* Stated goal *
List every line in the entries below that contains the word "stool", copying each such line in full.

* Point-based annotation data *

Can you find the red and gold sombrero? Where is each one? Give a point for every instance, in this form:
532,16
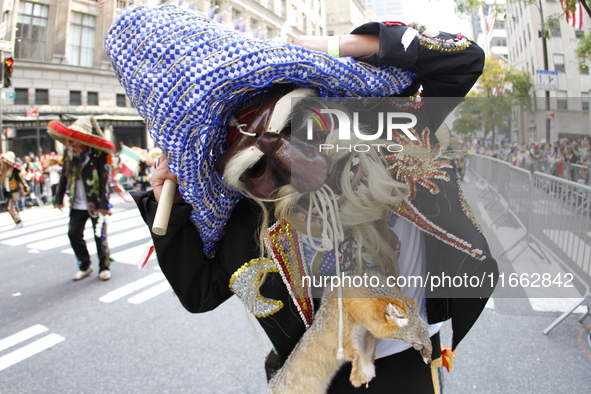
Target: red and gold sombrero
9,158
81,131
49,159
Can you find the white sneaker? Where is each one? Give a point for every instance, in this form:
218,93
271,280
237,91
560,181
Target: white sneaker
105,275
82,274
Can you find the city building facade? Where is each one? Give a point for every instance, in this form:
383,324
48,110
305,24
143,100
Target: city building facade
566,111
61,70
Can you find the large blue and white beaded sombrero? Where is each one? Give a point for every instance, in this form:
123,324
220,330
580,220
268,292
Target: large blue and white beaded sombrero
187,75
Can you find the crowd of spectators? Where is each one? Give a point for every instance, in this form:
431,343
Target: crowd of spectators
568,159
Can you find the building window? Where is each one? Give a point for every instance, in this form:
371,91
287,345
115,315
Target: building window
498,42
41,96
254,24
121,100
561,101
559,62
22,97
92,98
75,97
31,27
500,24
81,39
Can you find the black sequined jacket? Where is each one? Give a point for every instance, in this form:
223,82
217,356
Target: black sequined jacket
447,66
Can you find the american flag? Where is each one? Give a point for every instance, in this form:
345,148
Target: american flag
490,17
574,17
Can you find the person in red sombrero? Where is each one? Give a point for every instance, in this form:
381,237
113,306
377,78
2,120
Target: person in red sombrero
85,177
12,182
260,207
51,164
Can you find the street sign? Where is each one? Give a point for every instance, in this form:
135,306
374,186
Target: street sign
546,80
6,46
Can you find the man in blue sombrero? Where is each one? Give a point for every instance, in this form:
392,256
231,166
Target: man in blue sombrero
227,112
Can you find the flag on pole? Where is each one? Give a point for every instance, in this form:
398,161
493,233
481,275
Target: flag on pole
129,160
490,17
573,17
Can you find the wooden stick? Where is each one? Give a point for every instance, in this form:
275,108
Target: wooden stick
164,206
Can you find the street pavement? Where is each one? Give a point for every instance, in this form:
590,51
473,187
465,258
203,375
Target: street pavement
131,335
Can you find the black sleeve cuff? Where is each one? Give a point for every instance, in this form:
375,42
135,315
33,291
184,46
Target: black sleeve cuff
393,50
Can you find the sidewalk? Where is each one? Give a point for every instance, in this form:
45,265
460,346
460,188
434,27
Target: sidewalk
506,351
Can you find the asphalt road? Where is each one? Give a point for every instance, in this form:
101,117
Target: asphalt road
131,335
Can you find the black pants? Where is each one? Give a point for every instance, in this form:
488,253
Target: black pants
403,372
78,220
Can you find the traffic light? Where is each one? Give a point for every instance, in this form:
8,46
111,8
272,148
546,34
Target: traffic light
8,62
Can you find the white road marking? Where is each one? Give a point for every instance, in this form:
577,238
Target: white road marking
28,229
29,350
120,239
131,255
131,287
555,304
21,336
150,293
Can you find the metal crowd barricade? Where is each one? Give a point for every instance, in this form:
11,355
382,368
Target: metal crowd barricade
2,196
555,213
574,173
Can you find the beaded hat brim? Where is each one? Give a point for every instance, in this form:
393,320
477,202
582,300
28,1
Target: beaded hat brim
187,75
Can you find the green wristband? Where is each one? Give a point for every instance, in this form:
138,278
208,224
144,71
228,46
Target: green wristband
334,46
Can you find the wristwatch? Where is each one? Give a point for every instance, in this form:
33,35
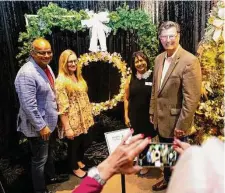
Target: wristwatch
94,173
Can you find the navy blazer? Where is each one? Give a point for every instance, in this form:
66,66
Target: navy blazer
38,106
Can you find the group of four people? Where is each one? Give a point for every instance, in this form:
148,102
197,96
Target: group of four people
160,103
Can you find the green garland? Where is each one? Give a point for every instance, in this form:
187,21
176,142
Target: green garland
137,21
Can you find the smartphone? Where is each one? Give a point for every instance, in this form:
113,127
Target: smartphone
158,155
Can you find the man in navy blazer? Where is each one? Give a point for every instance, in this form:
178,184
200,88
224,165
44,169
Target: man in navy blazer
38,114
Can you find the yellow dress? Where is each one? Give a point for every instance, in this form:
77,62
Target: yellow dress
76,105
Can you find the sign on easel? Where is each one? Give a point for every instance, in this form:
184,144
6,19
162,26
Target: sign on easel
114,138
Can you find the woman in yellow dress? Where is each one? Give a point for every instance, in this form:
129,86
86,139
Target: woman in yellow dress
75,109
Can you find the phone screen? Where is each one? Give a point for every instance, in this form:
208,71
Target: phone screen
158,155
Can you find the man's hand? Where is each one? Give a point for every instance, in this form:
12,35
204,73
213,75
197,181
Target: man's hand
45,133
179,133
151,119
69,134
180,146
121,160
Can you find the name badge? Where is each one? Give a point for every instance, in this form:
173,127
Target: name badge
148,83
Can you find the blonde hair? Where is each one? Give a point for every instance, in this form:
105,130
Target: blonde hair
64,75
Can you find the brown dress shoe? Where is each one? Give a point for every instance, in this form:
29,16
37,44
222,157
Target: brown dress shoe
161,185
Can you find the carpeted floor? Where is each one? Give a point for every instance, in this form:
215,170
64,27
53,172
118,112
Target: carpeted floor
134,183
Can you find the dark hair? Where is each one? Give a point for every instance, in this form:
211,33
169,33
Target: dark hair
167,25
132,66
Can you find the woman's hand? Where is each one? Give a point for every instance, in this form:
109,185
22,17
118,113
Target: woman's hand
69,134
127,122
180,146
121,160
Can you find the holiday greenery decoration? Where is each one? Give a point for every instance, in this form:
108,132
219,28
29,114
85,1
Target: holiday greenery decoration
117,62
210,114
136,21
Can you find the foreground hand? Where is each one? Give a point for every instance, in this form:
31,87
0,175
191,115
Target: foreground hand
179,133
69,134
180,146
45,133
121,160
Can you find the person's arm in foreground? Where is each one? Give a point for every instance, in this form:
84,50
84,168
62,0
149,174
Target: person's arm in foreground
120,161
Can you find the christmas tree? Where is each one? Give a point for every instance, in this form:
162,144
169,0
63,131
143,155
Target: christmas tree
209,119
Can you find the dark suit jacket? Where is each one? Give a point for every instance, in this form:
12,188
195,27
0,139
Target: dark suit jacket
174,104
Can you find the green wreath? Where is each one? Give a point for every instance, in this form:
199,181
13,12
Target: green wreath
137,21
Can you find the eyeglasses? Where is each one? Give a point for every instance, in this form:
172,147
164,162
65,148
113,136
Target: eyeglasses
70,62
43,53
171,37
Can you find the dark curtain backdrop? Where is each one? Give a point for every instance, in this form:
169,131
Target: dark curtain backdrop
103,80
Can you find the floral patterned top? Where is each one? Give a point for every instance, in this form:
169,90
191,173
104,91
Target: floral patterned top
76,104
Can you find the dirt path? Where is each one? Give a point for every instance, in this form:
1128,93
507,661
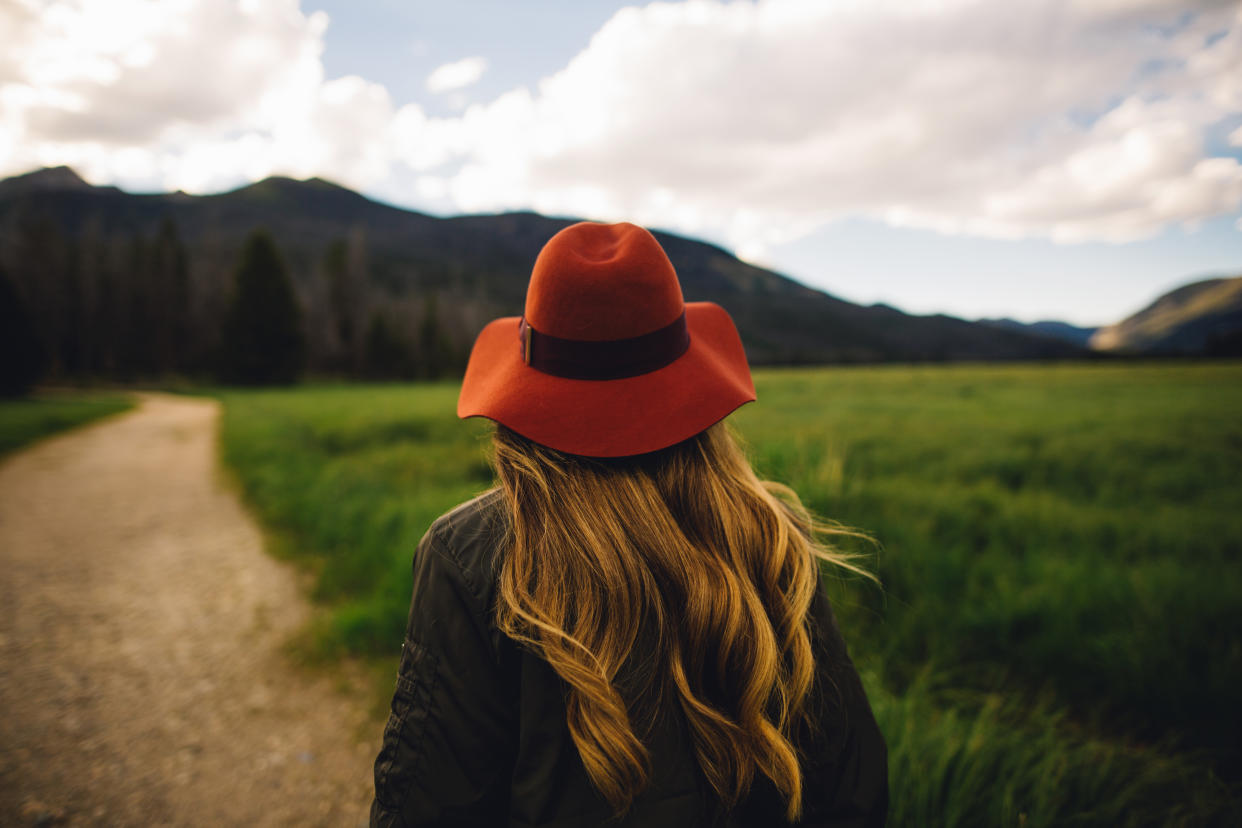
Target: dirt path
142,679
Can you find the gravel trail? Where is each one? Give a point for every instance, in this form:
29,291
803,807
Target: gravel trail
142,673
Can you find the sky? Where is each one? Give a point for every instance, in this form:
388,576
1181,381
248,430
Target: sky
1036,159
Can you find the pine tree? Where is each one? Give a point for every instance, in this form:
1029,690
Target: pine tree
21,354
262,339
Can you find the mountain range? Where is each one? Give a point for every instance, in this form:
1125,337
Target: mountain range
471,268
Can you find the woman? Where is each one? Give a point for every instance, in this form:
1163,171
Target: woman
630,630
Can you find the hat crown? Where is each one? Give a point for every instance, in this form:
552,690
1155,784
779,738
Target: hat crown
602,282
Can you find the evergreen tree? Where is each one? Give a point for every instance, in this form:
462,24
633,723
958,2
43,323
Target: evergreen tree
170,286
21,354
435,349
262,340
388,355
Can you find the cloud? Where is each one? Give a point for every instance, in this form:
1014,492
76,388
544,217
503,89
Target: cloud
457,75
761,122
750,122
184,93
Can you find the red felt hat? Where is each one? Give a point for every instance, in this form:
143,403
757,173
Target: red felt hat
609,360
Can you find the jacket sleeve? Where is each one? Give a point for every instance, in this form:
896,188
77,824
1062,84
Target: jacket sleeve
448,742
846,778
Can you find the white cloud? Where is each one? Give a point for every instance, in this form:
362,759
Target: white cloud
457,75
756,123
761,122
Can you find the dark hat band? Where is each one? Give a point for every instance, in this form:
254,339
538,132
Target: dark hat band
611,359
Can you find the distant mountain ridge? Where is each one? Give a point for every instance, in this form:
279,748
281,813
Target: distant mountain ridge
1063,330
1201,318
471,267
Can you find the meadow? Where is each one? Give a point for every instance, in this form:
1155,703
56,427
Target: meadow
29,418
1057,636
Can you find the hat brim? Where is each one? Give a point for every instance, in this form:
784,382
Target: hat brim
610,417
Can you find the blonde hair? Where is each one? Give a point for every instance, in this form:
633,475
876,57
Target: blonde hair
723,567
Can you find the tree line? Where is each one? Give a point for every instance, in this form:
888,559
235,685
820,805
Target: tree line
106,307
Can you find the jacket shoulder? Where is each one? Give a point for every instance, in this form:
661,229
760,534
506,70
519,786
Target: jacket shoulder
471,536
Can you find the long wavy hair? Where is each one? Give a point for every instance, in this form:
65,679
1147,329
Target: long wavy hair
687,550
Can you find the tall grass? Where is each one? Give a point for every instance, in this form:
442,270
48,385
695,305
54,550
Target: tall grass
1057,638
25,420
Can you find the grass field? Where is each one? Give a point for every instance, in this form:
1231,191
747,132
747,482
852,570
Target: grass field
1057,641
27,418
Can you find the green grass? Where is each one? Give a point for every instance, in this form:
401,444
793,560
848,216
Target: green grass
1057,641
25,420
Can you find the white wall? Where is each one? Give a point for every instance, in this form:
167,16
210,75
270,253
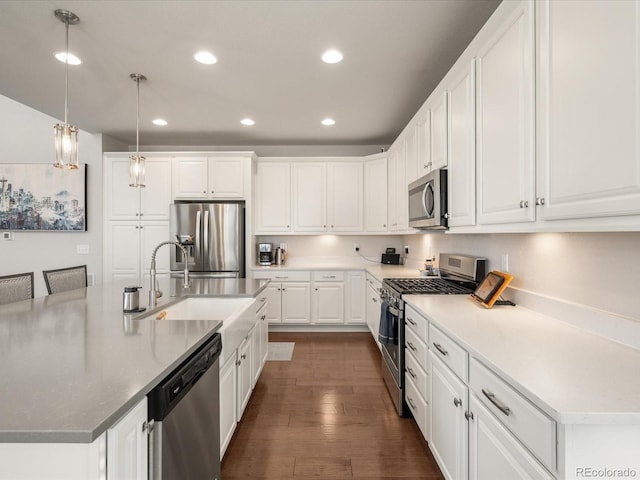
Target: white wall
309,246
27,137
598,270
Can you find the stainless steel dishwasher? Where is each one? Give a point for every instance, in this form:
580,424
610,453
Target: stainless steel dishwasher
184,409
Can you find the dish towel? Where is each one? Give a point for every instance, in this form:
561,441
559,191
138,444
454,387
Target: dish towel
387,330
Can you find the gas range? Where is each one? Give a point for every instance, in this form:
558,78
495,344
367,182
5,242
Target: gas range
460,275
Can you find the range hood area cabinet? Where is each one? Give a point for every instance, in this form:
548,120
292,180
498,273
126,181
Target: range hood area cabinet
538,140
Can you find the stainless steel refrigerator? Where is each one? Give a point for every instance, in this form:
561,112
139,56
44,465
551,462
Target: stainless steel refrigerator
213,235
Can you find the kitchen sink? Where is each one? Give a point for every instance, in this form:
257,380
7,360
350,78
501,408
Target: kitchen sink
202,309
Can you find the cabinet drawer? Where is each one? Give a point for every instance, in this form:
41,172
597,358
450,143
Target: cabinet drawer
282,276
418,374
532,427
416,347
417,323
451,354
328,276
417,405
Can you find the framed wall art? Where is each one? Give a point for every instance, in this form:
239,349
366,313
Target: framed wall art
40,197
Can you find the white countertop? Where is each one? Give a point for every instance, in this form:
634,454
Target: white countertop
572,375
73,363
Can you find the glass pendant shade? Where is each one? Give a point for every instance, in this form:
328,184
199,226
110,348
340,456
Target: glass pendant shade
66,135
136,171
66,146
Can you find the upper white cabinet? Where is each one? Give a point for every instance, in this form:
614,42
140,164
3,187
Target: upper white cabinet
123,202
309,189
461,147
328,196
438,114
588,108
208,177
505,123
375,194
273,197
423,145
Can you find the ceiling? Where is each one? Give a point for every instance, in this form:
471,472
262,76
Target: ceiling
269,67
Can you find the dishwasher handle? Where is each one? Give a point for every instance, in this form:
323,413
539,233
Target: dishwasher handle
172,389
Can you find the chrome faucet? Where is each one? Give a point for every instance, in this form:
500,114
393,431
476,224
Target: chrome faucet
154,291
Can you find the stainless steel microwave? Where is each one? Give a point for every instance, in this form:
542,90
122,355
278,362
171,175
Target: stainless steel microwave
428,201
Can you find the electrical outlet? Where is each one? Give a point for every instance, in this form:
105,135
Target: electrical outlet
504,262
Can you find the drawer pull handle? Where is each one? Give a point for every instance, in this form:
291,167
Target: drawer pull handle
440,349
499,405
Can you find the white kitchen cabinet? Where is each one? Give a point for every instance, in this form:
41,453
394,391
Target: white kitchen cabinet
244,362
398,190
309,201
355,310
123,202
505,122
439,142
345,197
327,297
411,152
228,415
327,197
128,248
423,145
127,445
494,452
375,194
273,197
260,342
588,99
461,149
208,177
449,430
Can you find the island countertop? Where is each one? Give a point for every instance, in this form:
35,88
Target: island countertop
73,363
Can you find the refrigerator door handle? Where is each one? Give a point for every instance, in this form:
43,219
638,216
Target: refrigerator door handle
198,245
206,237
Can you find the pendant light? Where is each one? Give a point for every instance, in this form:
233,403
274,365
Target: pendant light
66,135
136,163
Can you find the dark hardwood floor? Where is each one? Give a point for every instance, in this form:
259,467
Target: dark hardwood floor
326,414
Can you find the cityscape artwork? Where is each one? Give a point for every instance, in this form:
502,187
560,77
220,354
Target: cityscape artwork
37,196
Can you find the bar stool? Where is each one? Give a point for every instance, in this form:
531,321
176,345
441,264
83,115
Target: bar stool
14,288
63,279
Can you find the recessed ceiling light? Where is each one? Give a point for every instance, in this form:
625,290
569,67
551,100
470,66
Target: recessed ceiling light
73,60
207,58
332,56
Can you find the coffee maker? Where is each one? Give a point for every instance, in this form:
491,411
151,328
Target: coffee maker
265,253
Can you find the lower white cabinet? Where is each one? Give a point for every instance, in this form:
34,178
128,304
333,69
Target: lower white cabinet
449,432
228,388
127,445
494,453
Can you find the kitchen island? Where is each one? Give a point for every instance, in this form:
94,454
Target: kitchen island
72,363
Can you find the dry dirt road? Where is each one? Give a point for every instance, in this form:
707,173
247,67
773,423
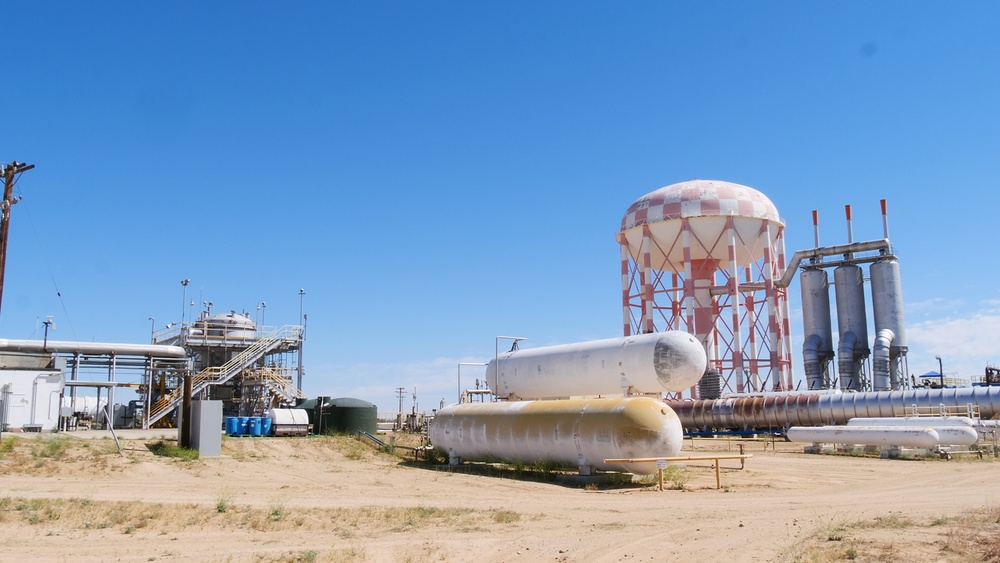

* Solved exercise *
Can you find the bar stool? Where is each one? Give a point for every instance, in this form:
Target: bar stool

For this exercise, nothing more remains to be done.